[Dataset items]
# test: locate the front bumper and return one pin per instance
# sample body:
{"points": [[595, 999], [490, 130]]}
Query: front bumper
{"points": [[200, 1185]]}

The request:
Format the lines above as a JSON list of strings, with one string per line and blank lines omitted.

Complete answer:
[
  "# test: locate the front bumper and return one pin per instance",
  "# sample body:",
  "{\"points\": [[595, 999], [490, 130]]}",
  "Query: front bumper",
  "{\"points\": [[200, 1185]]}"
]